WHAT YOU SHOULD DO:
An exact, complete copy of the data that follows is needed.

[Items from a data source]
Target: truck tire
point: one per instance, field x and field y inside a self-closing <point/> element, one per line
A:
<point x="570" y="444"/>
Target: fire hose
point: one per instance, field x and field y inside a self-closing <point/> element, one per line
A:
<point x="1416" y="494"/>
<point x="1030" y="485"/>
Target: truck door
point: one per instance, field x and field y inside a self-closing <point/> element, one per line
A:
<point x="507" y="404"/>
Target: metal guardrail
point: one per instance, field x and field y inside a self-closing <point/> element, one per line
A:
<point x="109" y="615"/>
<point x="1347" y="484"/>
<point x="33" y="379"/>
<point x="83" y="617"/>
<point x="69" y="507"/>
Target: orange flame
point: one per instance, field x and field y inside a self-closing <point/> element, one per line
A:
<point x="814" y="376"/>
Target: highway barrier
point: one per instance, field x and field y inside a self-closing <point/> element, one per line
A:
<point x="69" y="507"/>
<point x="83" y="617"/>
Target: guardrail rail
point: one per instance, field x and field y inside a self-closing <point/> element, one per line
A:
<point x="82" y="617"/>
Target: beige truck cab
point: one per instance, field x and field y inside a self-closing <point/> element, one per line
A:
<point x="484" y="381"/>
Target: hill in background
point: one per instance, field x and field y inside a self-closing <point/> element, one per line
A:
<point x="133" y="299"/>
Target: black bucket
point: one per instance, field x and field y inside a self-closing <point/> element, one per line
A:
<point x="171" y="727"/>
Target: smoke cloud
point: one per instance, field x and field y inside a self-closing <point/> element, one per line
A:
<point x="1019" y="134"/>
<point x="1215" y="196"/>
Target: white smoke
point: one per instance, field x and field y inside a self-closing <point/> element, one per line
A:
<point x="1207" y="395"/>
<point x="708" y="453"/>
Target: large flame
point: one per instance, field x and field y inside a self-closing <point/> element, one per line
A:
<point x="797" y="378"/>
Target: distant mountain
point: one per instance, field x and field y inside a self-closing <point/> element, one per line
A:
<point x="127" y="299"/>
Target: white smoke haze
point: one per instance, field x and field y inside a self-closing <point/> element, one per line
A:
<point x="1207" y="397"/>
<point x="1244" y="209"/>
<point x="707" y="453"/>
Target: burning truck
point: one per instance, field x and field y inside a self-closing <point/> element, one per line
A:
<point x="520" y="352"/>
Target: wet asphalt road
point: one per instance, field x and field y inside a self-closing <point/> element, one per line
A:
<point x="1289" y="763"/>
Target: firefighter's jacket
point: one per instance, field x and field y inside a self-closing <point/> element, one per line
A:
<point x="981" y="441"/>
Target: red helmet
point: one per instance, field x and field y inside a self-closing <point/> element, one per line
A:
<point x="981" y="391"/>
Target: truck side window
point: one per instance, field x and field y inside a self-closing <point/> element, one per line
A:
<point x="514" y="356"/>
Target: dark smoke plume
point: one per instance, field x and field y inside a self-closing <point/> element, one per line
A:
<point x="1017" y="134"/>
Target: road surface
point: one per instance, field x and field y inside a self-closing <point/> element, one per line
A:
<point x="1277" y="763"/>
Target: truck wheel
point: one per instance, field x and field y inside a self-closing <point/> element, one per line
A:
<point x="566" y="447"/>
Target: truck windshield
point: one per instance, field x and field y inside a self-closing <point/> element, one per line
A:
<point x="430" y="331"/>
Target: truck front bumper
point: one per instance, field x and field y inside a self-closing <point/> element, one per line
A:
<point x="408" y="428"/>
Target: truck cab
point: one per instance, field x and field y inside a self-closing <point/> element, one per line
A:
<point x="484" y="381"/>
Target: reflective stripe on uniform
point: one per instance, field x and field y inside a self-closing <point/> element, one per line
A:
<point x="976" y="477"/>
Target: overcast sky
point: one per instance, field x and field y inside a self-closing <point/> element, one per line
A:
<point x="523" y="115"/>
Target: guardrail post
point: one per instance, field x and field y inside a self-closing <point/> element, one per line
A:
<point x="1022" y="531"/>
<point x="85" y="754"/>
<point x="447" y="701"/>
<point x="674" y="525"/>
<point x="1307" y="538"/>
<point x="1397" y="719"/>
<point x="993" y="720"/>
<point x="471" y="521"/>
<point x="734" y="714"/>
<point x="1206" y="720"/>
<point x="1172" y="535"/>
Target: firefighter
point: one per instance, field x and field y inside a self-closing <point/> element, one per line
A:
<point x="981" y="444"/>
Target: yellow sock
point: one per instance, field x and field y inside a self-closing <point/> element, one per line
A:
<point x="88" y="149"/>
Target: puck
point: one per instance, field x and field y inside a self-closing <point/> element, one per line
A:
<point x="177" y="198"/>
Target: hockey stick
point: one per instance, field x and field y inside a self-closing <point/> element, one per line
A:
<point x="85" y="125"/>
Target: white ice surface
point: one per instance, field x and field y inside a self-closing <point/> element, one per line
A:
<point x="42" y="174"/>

WRITTEN SOLUTION:
Target: truck tire
point: one per instance, field x and field y inside a self-closing <point/> element, one per line
A:
<point x="570" y="444"/>
Target: fire hose
point: one per instance, field x and field y inside a self-closing <point/> element, one per line
A:
<point x="1416" y="494"/>
<point x="1030" y="485"/>
Target: truck door
point: one per instance, field x and field y inside a self-closing <point/> element, one per line
A:
<point x="507" y="404"/>
Target: metal guardrail
point: one per instance, field x and field y inside a self-closing <point/> element, one per line
A:
<point x="109" y="615"/>
<point x="1347" y="484"/>
<point x="33" y="379"/>
<point x="83" y="617"/>
<point x="69" y="507"/>
Target: orange flame
point: one per instance, field x and field y inside a self-closing <point/> element, one per line
A:
<point x="814" y="376"/>
Target: highway barrier
point: one per instance, field x and field y inside a self-closing <point/> element, one per line
A:
<point x="69" y="507"/>
<point x="83" y="617"/>
Target: guardrail rail
point: one per instance, field x and field y inside a self-closing <point/> element, one per line
A:
<point x="82" y="617"/>
Target: beige truck cab
point: one per instance, field x and field y inside a self-closing <point/> element, one per line
A:
<point x="484" y="381"/>
Target: hill in background
point: one per instance, field x and field y inside a self-closing <point/> element, one per line
A:
<point x="133" y="299"/>
Target: black bucket
point: one per instance, field x and field y inside a self-closing <point/> element, one per line
A:
<point x="171" y="727"/>
Target: smoke cloud
point: one per instance, field x and field y inside a self-closing <point/> element, one per line
A:
<point x="1019" y="134"/>
<point x="1215" y="196"/>
Target: white smoke
point: one per instance, field x and field y inside a self-closing <point/> element, one per line
A:
<point x="1207" y="395"/>
<point x="708" y="453"/>
Target: large flame
point: one per instance, field x and field y inside a self-closing <point/> element, one per line
A:
<point x="797" y="378"/>
Target: distant mountain
point: one per instance, field x and field y inside a self-closing <point/> element, one per line
A:
<point x="127" y="299"/>
Target: white smoke haze
point: one per instance, field x and field y inside a self-closing <point/> element, one per line
A:
<point x="1207" y="397"/>
<point x="1244" y="209"/>
<point x="707" y="453"/>
Target: burning truck
point: one per instance, field x and field y inside a self-closing <point/> element, one per line
A:
<point x="520" y="352"/>
Target: wet asphalt road
point: one per instance, field x and field y inside a self-closing <point/> element, one per line
A:
<point x="1289" y="763"/>
Target: firefighter's jacket
point: one per instance, field x and field y inside a self-closing <point/> element, one per line
A:
<point x="981" y="441"/>
Target: red helmet
point: one per instance, field x and field y inside a self-closing <point/> element, one per line
A:
<point x="981" y="391"/>
Target: truck side window
point: one per instance, field x and field y inside a self-closing <point/> element, one per line
A:
<point x="514" y="356"/>
Target: dark smoke plume
point: one per instance, field x and field y inside a self-closing <point/> element, one per line
A:
<point x="1017" y="134"/>
Target: road surface
point: one per instance, field x and field y inside a self-closing <point/> element, one per line
A:
<point x="1277" y="763"/>
Target: truck wheel
point: one per instance, field x and field y inside a self-closing <point/> element, one per line
A:
<point x="566" y="447"/>
Target: truck windshield
point: one per instance, field x and field y inside a self-closing <point/> element, one per line
A:
<point x="430" y="331"/>
Target: truck front bumper
point: one per instance, field x and field y inside a self-closing <point/> element, one per line
A:
<point x="408" y="428"/>
Target: truck cab
point: one per instance, field x and field y inside a self-closing <point/> element, one per line
A:
<point x="484" y="381"/>
Target: reflective stripe on uniform
point: one per instance, field x and field y inside a self-closing <point/> element, one per line
A:
<point x="976" y="477"/>
Target: overcast sky
point: one per instance, field x and field y inside a self-closing <point/> element, one per line
A:
<point x="523" y="115"/>
Target: guardrail post
point: one per instance, field x and field y inside a self-closing <point/> element, one per line
A:
<point x="1022" y="531"/>
<point x="85" y="754"/>
<point x="447" y="701"/>
<point x="674" y="525"/>
<point x="1307" y="538"/>
<point x="1397" y="719"/>
<point x="993" y="720"/>
<point x="471" y="521"/>
<point x="734" y="714"/>
<point x="1206" y="720"/>
<point x="1172" y="535"/>
Target: firefighter
point: one per instance, field x and field y inside a self-closing <point/> element, one per line
A:
<point x="981" y="444"/>
Target: yellow sock
point: one per instance, field x and field y inside a self-closing <point/> element, one per line
A:
<point x="88" y="149"/>
Target: puck
point: one per instance, field x and field y inside a self-closing <point/> element, one per line
A:
<point x="177" y="198"/>
Target: hockey stick
point: one per instance, field x and field y inside a self-closing <point/> element, one per line
A:
<point x="85" y="125"/>
Target: white ice surface
point: one per instance, field x and field y inside a self-closing <point/> element, one per line
A:
<point x="42" y="174"/>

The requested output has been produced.